**TASK ITEM:**
Your task is to copy each line of the records that includes the string "path".

**Dataset excerpts:**
=======
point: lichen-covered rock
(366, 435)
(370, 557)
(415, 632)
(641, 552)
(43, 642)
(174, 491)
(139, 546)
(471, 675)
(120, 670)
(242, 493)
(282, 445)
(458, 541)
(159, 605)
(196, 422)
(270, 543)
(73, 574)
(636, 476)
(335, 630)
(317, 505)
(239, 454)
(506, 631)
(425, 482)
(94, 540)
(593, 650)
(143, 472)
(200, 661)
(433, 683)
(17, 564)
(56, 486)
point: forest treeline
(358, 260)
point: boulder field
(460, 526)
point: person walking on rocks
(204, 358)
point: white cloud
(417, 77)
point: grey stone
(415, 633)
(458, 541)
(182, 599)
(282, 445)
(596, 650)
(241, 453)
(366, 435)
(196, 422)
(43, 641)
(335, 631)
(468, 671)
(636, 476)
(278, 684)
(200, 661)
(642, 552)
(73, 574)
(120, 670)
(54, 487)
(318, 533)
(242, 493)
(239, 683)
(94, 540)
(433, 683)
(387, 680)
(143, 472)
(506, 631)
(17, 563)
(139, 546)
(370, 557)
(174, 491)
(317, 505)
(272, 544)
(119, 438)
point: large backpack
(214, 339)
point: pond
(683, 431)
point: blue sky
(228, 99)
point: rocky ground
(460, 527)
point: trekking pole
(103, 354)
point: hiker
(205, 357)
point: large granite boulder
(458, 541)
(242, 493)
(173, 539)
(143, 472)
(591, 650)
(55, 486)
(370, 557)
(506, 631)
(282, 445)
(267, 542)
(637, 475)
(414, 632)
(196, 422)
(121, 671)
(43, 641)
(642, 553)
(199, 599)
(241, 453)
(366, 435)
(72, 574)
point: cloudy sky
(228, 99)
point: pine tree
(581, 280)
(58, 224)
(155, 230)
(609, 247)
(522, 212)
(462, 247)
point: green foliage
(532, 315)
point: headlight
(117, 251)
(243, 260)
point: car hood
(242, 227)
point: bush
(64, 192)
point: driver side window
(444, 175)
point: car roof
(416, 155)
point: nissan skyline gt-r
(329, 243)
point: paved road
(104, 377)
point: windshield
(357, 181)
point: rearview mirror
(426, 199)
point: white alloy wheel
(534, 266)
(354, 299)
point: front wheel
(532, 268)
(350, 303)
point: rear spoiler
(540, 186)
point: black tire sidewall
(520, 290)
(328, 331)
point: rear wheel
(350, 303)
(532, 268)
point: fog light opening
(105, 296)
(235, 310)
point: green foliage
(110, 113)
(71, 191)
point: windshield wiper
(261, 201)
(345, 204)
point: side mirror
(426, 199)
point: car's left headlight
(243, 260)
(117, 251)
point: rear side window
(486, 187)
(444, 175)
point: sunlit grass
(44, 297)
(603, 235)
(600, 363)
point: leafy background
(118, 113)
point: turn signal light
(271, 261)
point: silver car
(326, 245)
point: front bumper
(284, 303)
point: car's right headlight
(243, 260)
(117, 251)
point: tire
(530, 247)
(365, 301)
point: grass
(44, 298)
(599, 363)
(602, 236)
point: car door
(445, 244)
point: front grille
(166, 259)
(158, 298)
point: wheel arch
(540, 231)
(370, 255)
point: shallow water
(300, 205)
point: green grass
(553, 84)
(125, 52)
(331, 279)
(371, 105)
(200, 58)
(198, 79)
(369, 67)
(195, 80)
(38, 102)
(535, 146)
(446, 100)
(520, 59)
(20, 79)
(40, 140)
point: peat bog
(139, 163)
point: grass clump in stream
=======
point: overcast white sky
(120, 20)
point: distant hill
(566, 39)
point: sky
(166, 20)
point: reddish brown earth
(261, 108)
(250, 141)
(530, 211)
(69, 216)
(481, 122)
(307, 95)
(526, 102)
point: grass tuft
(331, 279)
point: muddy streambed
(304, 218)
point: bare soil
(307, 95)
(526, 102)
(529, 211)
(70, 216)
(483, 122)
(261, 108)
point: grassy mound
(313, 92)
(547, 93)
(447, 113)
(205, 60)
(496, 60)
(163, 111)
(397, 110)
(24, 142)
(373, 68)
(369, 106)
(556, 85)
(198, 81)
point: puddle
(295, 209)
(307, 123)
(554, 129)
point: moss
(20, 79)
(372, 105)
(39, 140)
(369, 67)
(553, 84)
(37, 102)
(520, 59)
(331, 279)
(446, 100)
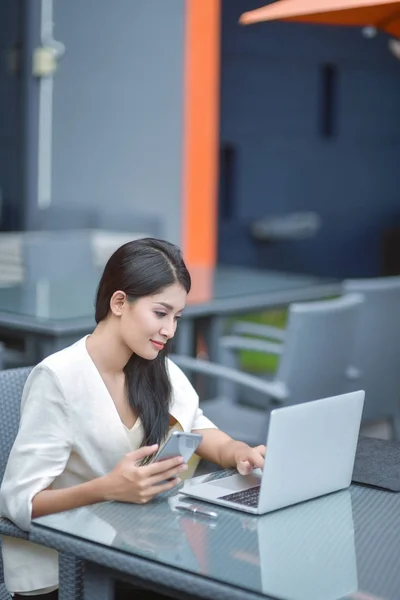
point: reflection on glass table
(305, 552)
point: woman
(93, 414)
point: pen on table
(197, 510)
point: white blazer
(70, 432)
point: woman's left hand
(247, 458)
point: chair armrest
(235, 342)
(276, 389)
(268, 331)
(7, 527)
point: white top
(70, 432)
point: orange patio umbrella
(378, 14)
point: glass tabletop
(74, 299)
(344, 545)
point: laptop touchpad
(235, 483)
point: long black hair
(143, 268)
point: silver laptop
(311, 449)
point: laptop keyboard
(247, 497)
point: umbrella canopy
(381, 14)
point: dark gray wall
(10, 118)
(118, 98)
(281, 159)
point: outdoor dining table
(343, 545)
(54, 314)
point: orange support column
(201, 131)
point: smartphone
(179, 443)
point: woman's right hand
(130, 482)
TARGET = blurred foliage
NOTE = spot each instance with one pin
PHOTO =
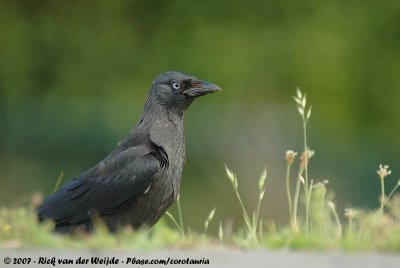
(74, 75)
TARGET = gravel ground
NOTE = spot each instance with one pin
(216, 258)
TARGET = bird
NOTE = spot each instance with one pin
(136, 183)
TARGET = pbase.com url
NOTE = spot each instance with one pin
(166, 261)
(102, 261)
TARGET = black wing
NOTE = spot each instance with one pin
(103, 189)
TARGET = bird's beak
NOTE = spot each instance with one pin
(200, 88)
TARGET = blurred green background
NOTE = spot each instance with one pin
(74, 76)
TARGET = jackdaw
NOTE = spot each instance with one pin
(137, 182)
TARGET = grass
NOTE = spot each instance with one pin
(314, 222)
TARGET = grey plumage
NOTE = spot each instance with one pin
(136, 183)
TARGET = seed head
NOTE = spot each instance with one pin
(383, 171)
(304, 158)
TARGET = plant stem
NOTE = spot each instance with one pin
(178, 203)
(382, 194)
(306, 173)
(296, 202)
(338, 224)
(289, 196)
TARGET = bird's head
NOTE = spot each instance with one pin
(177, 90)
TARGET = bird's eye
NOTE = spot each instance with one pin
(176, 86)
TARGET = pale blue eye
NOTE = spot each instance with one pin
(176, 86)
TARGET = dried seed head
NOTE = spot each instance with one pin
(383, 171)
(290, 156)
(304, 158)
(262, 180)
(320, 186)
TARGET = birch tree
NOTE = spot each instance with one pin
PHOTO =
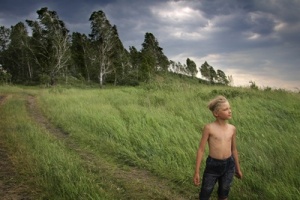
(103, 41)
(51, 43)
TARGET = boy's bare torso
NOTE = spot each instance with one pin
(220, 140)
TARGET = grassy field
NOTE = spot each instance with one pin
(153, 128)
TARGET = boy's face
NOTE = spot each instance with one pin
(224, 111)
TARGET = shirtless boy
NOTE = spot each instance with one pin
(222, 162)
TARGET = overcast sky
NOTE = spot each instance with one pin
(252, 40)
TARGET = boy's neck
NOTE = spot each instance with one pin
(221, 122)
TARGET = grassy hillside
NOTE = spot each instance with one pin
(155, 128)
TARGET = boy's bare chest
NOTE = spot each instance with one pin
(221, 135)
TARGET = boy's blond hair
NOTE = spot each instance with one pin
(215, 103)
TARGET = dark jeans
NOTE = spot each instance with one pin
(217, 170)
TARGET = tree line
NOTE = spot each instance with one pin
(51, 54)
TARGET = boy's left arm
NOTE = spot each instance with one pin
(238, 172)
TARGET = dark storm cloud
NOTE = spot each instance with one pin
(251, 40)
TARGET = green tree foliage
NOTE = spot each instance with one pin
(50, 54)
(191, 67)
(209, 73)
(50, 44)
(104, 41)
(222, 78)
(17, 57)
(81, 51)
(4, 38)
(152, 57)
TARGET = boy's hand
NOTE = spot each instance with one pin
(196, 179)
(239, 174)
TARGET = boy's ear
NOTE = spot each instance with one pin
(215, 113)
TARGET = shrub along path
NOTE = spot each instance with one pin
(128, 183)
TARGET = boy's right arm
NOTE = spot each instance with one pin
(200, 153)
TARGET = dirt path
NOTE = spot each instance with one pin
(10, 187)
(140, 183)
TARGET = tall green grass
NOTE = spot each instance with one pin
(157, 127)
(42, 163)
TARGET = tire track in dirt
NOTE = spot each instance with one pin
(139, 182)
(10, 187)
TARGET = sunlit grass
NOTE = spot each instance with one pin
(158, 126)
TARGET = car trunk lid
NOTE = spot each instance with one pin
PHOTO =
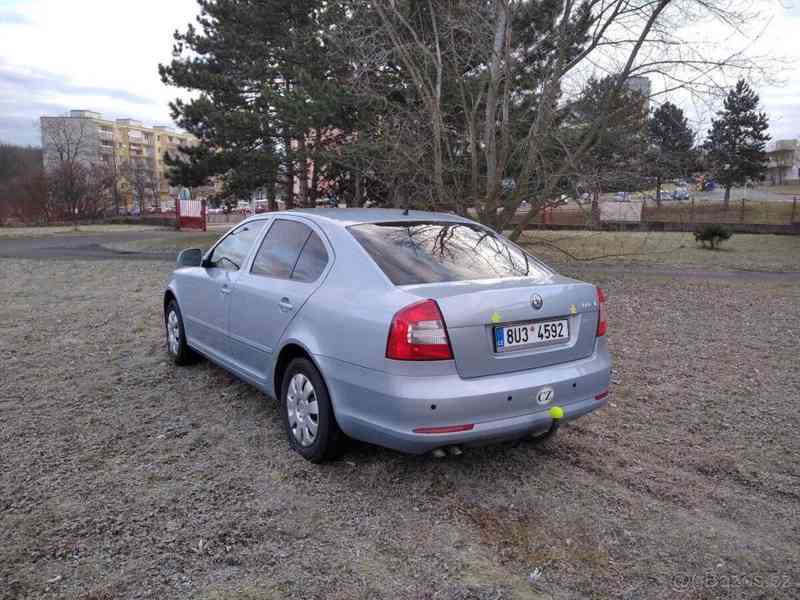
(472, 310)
=======
**RESULT FOR THIS TASK:**
TARGET = shrub along path
TARGET = dirt path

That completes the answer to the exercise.